══ Recorded information

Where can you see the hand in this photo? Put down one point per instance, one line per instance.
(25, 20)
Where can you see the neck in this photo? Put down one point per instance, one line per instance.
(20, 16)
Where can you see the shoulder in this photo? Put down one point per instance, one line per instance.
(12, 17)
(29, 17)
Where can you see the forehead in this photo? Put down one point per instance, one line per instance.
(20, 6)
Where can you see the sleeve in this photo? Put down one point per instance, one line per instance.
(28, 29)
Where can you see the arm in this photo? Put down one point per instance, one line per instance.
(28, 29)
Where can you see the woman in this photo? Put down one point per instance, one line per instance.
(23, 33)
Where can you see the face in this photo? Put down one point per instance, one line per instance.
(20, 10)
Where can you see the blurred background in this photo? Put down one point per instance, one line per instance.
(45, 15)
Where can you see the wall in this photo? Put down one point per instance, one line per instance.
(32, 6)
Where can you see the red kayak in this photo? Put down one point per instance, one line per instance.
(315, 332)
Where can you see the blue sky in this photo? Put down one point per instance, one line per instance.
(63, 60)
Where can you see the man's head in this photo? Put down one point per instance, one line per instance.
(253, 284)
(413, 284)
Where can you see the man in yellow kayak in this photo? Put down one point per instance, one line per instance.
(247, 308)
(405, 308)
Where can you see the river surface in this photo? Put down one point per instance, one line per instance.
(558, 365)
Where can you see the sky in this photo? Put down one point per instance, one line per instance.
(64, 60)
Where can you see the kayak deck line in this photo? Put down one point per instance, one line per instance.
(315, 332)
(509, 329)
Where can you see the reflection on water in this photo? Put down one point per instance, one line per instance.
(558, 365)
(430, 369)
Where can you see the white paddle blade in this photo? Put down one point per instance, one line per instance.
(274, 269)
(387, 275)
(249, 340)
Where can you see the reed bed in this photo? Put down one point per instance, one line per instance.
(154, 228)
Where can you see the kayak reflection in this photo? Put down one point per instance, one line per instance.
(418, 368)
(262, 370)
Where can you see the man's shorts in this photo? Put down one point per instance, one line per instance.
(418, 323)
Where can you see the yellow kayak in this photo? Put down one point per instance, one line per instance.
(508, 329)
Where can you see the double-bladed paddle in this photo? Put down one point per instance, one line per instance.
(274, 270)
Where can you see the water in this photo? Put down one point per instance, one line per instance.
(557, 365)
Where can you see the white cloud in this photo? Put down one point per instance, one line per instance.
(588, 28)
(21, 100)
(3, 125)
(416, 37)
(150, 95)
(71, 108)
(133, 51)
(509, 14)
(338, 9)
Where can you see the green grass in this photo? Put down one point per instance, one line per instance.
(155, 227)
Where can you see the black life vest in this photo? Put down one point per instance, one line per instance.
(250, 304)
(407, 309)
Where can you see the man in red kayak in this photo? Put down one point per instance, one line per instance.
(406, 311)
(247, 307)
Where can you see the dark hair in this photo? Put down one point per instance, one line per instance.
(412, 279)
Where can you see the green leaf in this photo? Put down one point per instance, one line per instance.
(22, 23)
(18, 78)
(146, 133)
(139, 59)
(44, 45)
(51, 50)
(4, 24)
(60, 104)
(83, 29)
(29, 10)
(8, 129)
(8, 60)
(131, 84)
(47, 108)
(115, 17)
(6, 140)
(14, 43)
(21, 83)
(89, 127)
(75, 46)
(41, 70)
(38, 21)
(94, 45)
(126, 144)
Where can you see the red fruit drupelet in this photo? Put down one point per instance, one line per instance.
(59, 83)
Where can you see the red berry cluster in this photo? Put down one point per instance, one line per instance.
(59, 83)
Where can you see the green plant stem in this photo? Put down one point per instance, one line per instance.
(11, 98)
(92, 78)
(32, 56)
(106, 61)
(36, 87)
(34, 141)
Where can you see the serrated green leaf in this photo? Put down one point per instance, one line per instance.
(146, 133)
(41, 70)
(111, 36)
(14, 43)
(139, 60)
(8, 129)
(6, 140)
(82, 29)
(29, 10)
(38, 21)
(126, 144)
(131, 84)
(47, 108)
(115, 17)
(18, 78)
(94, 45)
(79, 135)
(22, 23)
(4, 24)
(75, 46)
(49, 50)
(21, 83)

════

Task directions: Return only what runs from the line containing "Where can you see the man in red" to the last line of the records above, both ends included, exactly as written.

Answer for the task:
Where can you see the man in red kayak in this photo? Put down one point per instance, one line per instance.
(406, 311)
(247, 307)
Where can you see the dark hair in this photo? Put down one point per instance, one line per instance.
(412, 279)
Where can you see the green leaf in this photo? Put down one point per instance, one line per instance.
(22, 23)
(18, 78)
(146, 133)
(139, 59)
(44, 45)
(51, 50)
(4, 24)
(60, 104)
(83, 29)
(29, 10)
(8, 129)
(8, 60)
(131, 84)
(47, 108)
(115, 17)
(6, 140)
(14, 43)
(21, 83)
(89, 127)
(75, 46)
(41, 70)
(38, 21)
(94, 45)
(126, 144)
Where can you see the red fruit drupelet in this photo? Put down one point per instance, one line per instance.
(59, 83)
Where can you see the red berry cluster in this photo? Put down one point per instance, one line per instance.
(59, 83)
Where can you see the green plant stem in this photo? Put down one point per instance, one line per instance.
(11, 98)
(92, 78)
(32, 56)
(106, 61)
(36, 87)
(34, 141)
Where can you see the serrated green leaf in this photo? Put down one point per instance, one line per instance.
(146, 133)
(41, 70)
(111, 36)
(14, 43)
(139, 60)
(8, 129)
(6, 140)
(82, 29)
(29, 10)
(38, 21)
(126, 144)
(131, 84)
(47, 108)
(115, 17)
(18, 78)
(94, 45)
(79, 135)
(22, 23)
(4, 24)
(75, 46)
(49, 50)
(21, 83)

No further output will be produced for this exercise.